Prompt A:
Translate this sentence from the RF-DETR training guide into Spanish: "RF-DETR is licensed under an Apache 2.0 license, which permits free commercial use."
Prompt B:
Pick up the RF-DETR training guide where it stops and write what comes next.

BEGIN Text shown

How to Train RF-DETR on a Custom Dataset

Released on March 19th, 2025, RF-DETR is a transformer-based object detection model architecture developed by Roboflow.

RF-DETR achieves state-of-the-art performance, beating models like LW-DETR and YOLOv11 on both COCO and the newly-introduced RF100-VL dataset. RF100-VL is a benchmark that aims to validate the generalizability of detection-capable models across a range of domains.

By scaling resolution to 728, RF-DETR achieves 60.5 mAP at 25 FPS on an NVIDIA T4 GPU, becoming the first documented real-time model to break the 60mAP barrier on the Microsoft COCO benchmark. The model also achieves 25 FPS on an NVIDIA T4.

RF-DETR is licensed under an Apache 2.0 license, which permits free commercial use.

In this guide, we are going to walk through how to train an RF-DETR model on a custom dataset. We will train a mahjong tile recognition model as an example, a task that involves identifying several different classes.

Here is an example of the results from the model we will train (right), alongside the ground truth (left):

The results from our model are almost identical to the ground truth, a testament to the quality of predictions from RF-DETR.

Without further ado, let’s get started!

💡
You can follow along with this guide using our Colab training notebook. We recommend training with an A100.

Prepare a Dataset

To get started, we need to prepare a dataset. For this guide, we will use a mahjong tile recognition dataset, one of the datasets in the RF100-VL benchmark. This dataset contains over 2,000 images of mahjong tiles, and is licensed under an Apache 2.0 license.

You can download the dataset from the mahjong tile page on Roboflow Universe. In the training section below, we show how to download the dataset directly into a Colab notebook.

You can follow along with this guide using any dataset you want, although you will need a dataset in the COCO JSON format for use with training an RF-DETR model.

If you need to label a dataset, you can do so using Roboflow Annotate, our fully-featured, web-based annotation tool. Annotate comes with a range of tools to speed up the labeling process, including a suite of AI-assisted labeling tools. 

If you need to convert a dataset to COCO JSON, you can upload it to Roboflow and export the data in the COCO JSON format.

END Text shown
BEGIN Given information

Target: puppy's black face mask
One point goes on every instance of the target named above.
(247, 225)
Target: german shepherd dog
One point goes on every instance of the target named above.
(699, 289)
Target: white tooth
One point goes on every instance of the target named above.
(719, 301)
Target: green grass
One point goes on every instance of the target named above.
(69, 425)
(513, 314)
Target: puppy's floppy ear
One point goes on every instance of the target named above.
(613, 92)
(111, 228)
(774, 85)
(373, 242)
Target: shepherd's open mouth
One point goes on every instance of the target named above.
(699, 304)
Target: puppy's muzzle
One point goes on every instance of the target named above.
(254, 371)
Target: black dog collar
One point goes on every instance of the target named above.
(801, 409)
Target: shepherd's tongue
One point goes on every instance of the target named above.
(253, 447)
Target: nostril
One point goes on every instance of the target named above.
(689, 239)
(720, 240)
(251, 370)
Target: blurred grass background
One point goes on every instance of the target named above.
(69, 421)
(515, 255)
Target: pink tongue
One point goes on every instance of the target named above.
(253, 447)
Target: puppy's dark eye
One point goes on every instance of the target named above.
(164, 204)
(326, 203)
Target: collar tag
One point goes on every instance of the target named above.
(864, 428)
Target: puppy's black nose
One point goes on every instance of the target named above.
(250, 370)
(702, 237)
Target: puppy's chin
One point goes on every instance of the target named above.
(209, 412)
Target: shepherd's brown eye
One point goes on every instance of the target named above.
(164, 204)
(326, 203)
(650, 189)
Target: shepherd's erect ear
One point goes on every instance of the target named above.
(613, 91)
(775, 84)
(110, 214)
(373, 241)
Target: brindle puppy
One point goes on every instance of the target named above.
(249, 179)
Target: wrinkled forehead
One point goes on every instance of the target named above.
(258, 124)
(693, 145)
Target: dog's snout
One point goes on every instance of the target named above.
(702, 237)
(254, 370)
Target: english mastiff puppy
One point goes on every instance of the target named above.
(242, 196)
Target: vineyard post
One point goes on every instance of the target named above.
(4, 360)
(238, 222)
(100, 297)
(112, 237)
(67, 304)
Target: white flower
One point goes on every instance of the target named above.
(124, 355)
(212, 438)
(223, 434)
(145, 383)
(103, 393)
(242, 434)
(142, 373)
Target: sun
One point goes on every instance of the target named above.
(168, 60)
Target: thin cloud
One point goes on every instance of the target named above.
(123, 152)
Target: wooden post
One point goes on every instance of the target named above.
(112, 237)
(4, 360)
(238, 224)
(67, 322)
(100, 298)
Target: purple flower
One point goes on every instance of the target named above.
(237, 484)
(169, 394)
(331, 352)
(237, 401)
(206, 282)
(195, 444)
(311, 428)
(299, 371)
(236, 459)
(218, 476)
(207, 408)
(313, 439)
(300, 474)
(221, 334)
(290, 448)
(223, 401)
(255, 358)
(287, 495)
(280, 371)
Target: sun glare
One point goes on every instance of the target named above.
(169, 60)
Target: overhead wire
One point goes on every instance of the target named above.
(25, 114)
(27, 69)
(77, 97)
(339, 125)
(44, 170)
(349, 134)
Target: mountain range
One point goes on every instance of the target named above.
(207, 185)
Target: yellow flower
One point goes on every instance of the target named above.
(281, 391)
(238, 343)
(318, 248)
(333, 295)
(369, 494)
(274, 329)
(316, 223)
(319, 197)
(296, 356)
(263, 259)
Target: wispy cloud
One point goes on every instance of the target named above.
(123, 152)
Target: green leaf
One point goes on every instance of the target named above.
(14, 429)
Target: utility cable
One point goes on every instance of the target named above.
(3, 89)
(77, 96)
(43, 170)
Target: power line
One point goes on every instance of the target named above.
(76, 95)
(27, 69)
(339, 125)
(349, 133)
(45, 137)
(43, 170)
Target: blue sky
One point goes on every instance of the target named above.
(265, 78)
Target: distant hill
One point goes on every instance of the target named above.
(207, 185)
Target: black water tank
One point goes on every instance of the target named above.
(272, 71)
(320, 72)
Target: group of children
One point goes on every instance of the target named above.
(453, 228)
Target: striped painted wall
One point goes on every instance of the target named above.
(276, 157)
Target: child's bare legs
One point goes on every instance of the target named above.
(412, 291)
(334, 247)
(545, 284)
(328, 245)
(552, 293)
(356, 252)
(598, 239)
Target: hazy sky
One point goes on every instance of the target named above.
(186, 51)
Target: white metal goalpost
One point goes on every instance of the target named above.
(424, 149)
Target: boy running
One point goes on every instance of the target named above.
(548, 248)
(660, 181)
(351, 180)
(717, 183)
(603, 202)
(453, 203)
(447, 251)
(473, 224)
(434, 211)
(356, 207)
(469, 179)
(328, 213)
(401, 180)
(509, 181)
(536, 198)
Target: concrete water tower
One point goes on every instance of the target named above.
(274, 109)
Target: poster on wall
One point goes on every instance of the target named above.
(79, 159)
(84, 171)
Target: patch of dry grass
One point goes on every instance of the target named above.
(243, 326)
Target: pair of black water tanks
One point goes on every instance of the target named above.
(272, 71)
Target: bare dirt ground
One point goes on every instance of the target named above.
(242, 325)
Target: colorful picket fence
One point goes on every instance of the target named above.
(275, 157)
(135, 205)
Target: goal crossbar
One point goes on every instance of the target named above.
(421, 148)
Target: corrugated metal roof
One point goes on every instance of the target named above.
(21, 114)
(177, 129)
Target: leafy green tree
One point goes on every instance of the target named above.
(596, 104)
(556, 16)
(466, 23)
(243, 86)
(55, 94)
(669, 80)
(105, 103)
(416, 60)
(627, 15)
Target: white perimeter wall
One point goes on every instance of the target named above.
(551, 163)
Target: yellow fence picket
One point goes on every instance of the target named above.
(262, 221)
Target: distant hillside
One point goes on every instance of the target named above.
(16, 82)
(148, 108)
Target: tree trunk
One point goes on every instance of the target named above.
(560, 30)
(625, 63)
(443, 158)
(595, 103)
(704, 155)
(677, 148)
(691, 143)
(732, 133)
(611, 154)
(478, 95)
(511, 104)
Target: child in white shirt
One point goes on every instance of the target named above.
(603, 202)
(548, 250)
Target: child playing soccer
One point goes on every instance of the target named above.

END Given information

Expected answer A:
RF-DETR está bajo una licencia Apache 2.0, que permite el uso comercial gratuito.

Expected answer B:
Train on Device

We have prepared a Colab notebook that you can use to follow along with this guide. Our Colab notebook walks through everything from trying RF-DETR with the base COCO weights to training and running inference on a fine-tuned model.

We recommend using an NVIDIA A100 GPU to fine-tune RF-DETR.

Step #1: Install the RF-DETR SDK

To get started, we need to install the RF-DETR SDK. You can install the SDK with the following command:

!pip install -q rfdetr

In addition, run nvidia-smi to make sure that you have a GPU available. The output should show your GPU, like this:

Step #2: Download a Dataset

Next, we need to download a dataset into our training environment. We can download the mahjong dataset directly from Roboflow.

First, set your Roboflow API key in an environment variable called ROBOFLOW_API_KEY. Learn how to retrieve your Roboflow API key.

Then, run the following code:

from roboflow import download_dataset

dataset = download_dataset("https://universe.roboflow.com/rf-100-vl/mahjong-vtacs-mexax-m4vyu-sjtd/dataset/2", "coco")

You can replace the dataset URL above with any of the 500,000+ datasets on Roboflow Universe.

Step #3: Start an RF-DETR Training Job

With a labeled dataset in our training environment, we can now start to fine-tune a model.

To fine-tune a model, we can use this code:

from rfdetr import RFDETRBase

model = RFDETRBase()
history = []

def callback2(data):
	history.append(data)

model.callbacks["on_fit_epoch_end"].append(callback2)

model.train(dataset_dir=dataset.location, epochs=15, batch_size=16, lr=1e-4)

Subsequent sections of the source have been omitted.